* [Description of the task]
For the word "horse", count the lines of the data that include it and give only the total.

=== Dataset extract ===

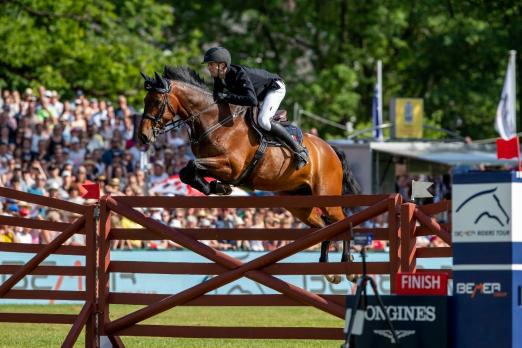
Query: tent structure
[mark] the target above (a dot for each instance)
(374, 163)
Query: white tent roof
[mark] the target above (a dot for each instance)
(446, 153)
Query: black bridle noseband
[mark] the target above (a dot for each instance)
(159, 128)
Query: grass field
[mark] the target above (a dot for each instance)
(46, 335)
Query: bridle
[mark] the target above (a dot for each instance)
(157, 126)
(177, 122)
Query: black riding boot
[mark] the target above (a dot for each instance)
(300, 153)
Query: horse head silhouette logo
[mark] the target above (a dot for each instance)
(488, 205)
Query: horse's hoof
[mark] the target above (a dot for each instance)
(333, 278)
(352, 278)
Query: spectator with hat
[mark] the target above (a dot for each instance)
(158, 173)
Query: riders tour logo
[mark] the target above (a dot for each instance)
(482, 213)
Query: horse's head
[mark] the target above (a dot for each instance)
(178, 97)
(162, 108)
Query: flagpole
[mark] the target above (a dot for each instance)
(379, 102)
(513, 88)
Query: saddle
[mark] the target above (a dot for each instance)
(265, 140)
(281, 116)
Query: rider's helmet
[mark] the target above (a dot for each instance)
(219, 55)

===
=== Dataset extract ===

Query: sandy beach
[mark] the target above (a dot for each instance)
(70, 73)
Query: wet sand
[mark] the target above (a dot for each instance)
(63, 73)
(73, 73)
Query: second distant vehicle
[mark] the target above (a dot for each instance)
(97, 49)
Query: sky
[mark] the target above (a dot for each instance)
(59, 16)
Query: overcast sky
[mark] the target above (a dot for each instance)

===

* [Exercise output]
3